**Set exercise**: Reproduce the data word for word, from the very first line down through the line that contains "top-left (378, 371), bottom-right (430, 408)". Leave the pictures out.

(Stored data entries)
______________________________

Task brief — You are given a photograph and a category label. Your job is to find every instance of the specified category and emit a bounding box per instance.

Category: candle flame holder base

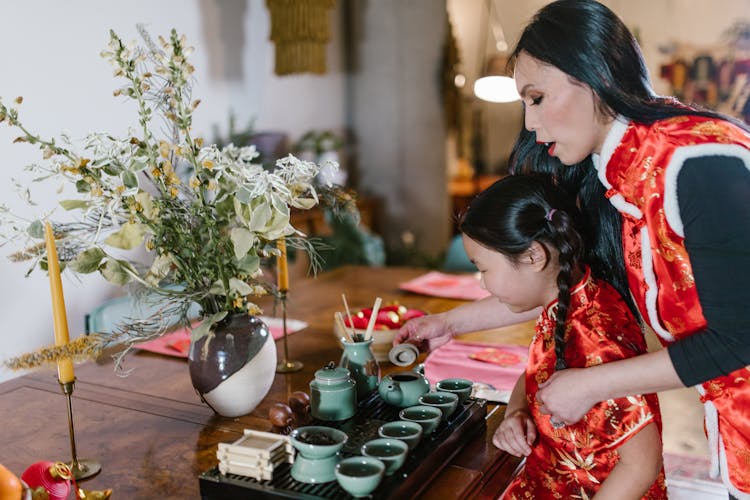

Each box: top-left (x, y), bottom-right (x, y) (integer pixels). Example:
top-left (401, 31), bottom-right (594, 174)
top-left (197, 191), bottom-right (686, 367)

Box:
top-left (276, 291), bottom-right (305, 373)
top-left (276, 360), bottom-right (305, 373)
top-left (60, 381), bottom-right (102, 481)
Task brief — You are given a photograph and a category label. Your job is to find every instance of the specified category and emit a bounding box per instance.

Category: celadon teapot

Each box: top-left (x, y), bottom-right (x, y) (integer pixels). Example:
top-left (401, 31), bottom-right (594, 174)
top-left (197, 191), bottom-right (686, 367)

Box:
top-left (378, 371), bottom-right (430, 408)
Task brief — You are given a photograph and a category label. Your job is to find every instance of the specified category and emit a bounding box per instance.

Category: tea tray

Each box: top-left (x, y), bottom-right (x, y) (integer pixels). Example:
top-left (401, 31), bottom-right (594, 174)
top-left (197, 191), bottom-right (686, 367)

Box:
top-left (198, 391), bottom-right (487, 500)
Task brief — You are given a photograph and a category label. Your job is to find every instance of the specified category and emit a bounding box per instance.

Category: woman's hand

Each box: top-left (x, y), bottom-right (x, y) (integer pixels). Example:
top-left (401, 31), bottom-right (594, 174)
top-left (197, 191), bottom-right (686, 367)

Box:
top-left (393, 313), bottom-right (453, 351)
top-left (492, 409), bottom-right (536, 457)
top-left (536, 368), bottom-right (599, 424)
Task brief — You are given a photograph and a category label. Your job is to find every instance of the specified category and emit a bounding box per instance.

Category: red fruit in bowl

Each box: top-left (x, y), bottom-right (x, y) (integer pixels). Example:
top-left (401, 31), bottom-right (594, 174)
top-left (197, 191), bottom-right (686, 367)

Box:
top-left (375, 310), bottom-right (401, 330)
top-left (401, 309), bottom-right (425, 323)
top-left (346, 314), bottom-right (369, 330)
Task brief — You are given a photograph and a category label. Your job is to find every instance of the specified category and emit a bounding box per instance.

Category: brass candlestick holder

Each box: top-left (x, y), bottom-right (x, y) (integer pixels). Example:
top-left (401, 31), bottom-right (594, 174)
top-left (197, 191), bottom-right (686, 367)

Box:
top-left (276, 291), bottom-right (304, 373)
top-left (60, 381), bottom-right (102, 481)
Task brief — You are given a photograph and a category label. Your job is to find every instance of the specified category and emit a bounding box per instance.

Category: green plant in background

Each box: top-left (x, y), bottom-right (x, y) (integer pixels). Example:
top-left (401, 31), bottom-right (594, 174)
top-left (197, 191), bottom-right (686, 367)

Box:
top-left (0, 29), bottom-right (356, 368)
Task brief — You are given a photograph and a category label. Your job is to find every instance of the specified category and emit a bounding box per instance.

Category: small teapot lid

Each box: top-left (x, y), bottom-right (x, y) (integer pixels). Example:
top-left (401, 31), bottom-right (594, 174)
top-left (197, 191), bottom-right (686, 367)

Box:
top-left (315, 361), bottom-right (349, 384)
top-left (388, 343), bottom-right (419, 366)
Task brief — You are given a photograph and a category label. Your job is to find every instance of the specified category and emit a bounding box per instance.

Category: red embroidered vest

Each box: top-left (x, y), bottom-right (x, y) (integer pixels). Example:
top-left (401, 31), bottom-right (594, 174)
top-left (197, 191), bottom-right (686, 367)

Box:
top-left (599, 116), bottom-right (750, 498)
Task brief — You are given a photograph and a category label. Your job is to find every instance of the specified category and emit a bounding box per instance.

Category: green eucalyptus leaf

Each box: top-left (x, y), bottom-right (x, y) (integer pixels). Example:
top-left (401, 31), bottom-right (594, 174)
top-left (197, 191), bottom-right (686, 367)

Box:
top-left (229, 227), bottom-right (256, 260)
top-left (190, 311), bottom-right (227, 342)
top-left (208, 280), bottom-right (227, 295)
top-left (100, 259), bottom-right (135, 286)
top-left (135, 191), bottom-right (154, 219)
top-left (145, 255), bottom-right (172, 286)
top-left (248, 202), bottom-right (273, 233)
top-left (120, 170), bottom-right (138, 188)
top-left (26, 220), bottom-right (44, 239)
top-left (104, 222), bottom-right (143, 250)
top-left (76, 179), bottom-right (91, 193)
top-left (229, 278), bottom-right (253, 297)
top-left (60, 200), bottom-right (89, 210)
top-left (237, 252), bottom-right (260, 276)
top-left (235, 186), bottom-right (253, 204)
top-left (102, 163), bottom-right (122, 177)
top-left (70, 247), bottom-right (107, 274)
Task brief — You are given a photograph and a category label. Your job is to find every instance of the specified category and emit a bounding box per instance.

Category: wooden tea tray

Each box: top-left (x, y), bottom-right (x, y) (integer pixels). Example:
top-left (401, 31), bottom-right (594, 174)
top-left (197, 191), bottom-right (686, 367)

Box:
top-left (198, 391), bottom-right (487, 500)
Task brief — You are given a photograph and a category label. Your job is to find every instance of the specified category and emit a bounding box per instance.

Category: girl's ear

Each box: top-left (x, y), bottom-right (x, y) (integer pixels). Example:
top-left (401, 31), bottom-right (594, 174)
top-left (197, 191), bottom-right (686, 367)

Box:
top-left (521, 241), bottom-right (549, 271)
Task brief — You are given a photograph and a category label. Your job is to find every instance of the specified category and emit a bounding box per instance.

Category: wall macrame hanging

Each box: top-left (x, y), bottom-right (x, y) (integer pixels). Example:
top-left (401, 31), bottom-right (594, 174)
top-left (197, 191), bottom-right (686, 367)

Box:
top-left (266, 0), bottom-right (336, 75)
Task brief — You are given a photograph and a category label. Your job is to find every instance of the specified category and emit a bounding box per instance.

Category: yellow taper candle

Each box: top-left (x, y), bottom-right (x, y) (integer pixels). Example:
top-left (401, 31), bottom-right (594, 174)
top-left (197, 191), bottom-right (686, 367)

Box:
top-left (44, 222), bottom-right (75, 384)
top-left (276, 238), bottom-right (289, 292)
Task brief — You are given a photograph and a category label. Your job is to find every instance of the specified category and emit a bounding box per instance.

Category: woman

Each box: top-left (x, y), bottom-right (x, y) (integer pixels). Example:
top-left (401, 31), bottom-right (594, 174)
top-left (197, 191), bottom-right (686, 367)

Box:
top-left (396, 0), bottom-right (750, 498)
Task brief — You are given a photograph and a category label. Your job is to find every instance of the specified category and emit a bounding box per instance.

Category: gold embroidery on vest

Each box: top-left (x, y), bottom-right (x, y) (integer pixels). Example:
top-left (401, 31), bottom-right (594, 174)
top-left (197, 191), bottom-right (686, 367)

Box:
top-left (690, 121), bottom-right (727, 138)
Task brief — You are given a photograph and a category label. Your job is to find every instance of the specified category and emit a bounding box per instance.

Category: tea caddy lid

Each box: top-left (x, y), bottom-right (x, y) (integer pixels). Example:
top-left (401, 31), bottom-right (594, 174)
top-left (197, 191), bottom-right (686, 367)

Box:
top-left (315, 361), bottom-right (349, 385)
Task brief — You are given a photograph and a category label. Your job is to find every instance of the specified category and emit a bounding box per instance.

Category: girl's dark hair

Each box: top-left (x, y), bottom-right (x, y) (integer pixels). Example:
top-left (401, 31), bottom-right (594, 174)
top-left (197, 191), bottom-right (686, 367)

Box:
top-left (510, 0), bottom-right (748, 317)
top-left (459, 175), bottom-right (584, 370)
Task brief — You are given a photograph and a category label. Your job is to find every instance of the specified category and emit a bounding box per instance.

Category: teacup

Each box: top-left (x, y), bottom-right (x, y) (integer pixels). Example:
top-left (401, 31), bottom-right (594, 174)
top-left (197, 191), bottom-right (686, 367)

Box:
top-left (361, 438), bottom-right (409, 476)
top-left (335, 457), bottom-right (385, 498)
top-left (398, 405), bottom-right (443, 436)
top-left (378, 420), bottom-right (423, 450)
top-left (419, 392), bottom-right (458, 421)
top-left (289, 425), bottom-right (348, 484)
top-left (435, 378), bottom-right (474, 404)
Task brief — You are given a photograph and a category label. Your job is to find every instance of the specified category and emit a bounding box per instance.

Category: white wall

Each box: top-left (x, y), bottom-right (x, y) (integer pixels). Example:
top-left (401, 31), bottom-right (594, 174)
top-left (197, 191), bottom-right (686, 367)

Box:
top-left (0, 0), bottom-right (345, 381)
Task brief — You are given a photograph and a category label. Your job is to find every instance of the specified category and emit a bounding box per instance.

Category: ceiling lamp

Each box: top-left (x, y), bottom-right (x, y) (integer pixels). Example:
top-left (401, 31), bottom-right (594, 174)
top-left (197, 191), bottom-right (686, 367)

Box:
top-left (474, 0), bottom-right (521, 102)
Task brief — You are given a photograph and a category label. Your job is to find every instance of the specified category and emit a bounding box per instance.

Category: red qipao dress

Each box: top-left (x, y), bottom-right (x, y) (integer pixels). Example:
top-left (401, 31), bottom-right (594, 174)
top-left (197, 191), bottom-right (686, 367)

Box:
top-left (594, 116), bottom-right (750, 498)
top-left (502, 269), bottom-right (667, 500)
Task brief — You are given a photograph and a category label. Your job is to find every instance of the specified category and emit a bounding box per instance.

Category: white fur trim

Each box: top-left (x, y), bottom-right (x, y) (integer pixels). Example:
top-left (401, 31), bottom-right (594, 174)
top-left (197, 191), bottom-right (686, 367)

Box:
top-left (609, 193), bottom-right (643, 219)
top-left (697, 394), bottom-right (720, 478)
top-left (592, 115), bottom-right (630, 189)
top-left (641, 227), bottom-right (674, 342)
top-left (591, 115), bottom-right (643, 219)
top-left (664, 143), bottom-right (750, 238)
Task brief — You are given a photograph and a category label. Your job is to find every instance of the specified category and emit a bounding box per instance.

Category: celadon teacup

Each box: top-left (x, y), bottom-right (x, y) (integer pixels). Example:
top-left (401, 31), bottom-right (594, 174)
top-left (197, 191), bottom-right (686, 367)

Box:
top-left (419, 392), bottom-right (458, 421)
top-left (335, 456), bottom-right (385, 498)
top-left (435, 378), bottom-right (474, 405)
top-left (378, 420), bottom-right (424, 450)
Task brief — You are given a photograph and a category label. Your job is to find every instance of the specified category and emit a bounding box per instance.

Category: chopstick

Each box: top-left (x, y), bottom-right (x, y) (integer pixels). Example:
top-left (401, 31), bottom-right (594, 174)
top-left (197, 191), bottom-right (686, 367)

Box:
top-left (333, 311), bottom-right (354, 342)
top-left (365, 297), bottom-right (383, 340)
top-left (341, 293), bottom-right (356, 338)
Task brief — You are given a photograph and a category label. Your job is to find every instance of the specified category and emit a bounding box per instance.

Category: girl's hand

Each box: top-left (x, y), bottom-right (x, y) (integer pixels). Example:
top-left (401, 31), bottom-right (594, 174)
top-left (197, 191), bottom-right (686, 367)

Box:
top-left (393, 314), bottom-right (453, 351)
top-left (536, 368), bottom-right (599, 425)
top-left (492, 409), bottom-right (536, 457)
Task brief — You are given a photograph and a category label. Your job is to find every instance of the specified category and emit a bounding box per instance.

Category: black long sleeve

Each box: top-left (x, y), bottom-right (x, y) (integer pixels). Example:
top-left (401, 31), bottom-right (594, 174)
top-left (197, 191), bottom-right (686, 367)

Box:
top-left (668, 156), bottom-right (750, 386)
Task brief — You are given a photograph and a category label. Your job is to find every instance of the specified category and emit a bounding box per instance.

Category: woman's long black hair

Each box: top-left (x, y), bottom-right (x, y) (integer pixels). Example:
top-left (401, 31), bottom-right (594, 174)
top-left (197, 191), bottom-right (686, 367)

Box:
top-left (510, 0), bottom-right (747, 315)
top-left (460, 175), bottom-right (584, 370)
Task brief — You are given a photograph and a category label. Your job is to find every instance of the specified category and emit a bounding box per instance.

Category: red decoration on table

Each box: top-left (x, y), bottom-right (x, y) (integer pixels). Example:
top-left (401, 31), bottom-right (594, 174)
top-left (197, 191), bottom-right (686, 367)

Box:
top-left (21, 462), bottom-right (73, 500)
top-left (469, 347), bottom-right (523, 366)
top-left (344, 303), bottom-right (425, 331)
top-left (135, 316), bottom-right (307, 358)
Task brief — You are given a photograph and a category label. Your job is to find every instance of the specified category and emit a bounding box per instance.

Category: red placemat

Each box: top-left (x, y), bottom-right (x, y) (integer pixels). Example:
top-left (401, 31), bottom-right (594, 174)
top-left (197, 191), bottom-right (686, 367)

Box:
top-left (135, 316), bottom-right (307, 358)
top-left (399, 271), bottom-right (490, 300)
top-left (424, 340), bottom-right (529, 390)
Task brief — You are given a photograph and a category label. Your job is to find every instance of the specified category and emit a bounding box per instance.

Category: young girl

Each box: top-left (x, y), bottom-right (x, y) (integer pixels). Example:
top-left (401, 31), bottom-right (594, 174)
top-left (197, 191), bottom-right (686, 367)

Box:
top-left (461, 175), bottom-right (667, 500)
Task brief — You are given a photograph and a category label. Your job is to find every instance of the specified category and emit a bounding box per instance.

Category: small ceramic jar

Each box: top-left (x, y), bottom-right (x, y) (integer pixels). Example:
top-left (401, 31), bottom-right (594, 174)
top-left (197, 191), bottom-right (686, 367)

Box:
top-left (310, 363), bottom-right (357, 421)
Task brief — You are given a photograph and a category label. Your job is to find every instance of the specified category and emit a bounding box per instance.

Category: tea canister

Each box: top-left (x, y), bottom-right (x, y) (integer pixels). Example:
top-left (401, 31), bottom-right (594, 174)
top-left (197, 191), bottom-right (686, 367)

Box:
top-left (310, 362), bottom-right (357, 421)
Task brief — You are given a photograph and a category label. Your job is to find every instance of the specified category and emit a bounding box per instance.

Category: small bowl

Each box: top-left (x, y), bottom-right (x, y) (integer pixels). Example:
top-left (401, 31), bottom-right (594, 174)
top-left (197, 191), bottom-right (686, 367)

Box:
top-left (419, 392), bottom-right (458, 421)
top-left (398, 405), bottom-right (443, 436)
top-left (360, 438), bottom-right (409, 476)
top-left (335, 457), bottom-right (385, 498)
top-left (290, 425), bottom-right (348, 459)
top-left (333, 308), bottom-right (425, 363)
top-left (378, 420), bottom-right (424, 450)
top-left (435, 378), bottom-right (474, 405)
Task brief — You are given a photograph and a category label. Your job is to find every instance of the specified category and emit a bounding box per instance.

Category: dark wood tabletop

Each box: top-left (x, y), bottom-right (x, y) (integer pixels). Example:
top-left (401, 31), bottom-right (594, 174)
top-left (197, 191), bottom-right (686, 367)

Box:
top-left (0, 267), bottom-right (530, 499)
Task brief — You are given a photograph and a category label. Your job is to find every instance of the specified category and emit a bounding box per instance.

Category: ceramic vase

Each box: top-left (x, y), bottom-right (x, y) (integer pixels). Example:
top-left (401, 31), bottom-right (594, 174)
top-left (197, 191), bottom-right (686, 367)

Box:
top-left (339, 339), bottom-right (380, 401)
top-left (188, 314), bottom-right (276, 417)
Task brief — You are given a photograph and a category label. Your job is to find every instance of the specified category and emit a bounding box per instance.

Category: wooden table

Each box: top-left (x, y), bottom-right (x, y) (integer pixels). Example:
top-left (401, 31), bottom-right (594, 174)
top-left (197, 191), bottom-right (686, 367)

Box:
top-left (0, 267), bottom-right (531, 499)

______________________________

**Solution to the exercise**:
Task brief — You are given a photograph and a category label. Your job is to find every instance of the specified category and emit a bounding box per instance.

Category: candle flame holder base


Each box: top-left (x, y), bottom-right (x, y) (integer pixels). Example:
top-left (401, 31), bottom-right (594, 174)
top-left (197, 191), bottom-right (686, 367)

Box:
top-left (276, 291), bottom-right (305, 373)
top-left (276, 360), bottom-right (305, 373)
top-left (60, 381), bottom-right (102, 481)
Task brief — You are given a photograph and a category label. Your job is to find every instance of the specified category and emit a bounding box per instance.

Category: celadon teapot

Each box: top-left (x, y), bottom-right (x, y) (integer pixels). Example:
top-left (401, 31), bottom-right (594, 174)
top-left (197, 191), bottom-right (686, 367)

Box:
top-left (378, 371), bottom-right (430, 408)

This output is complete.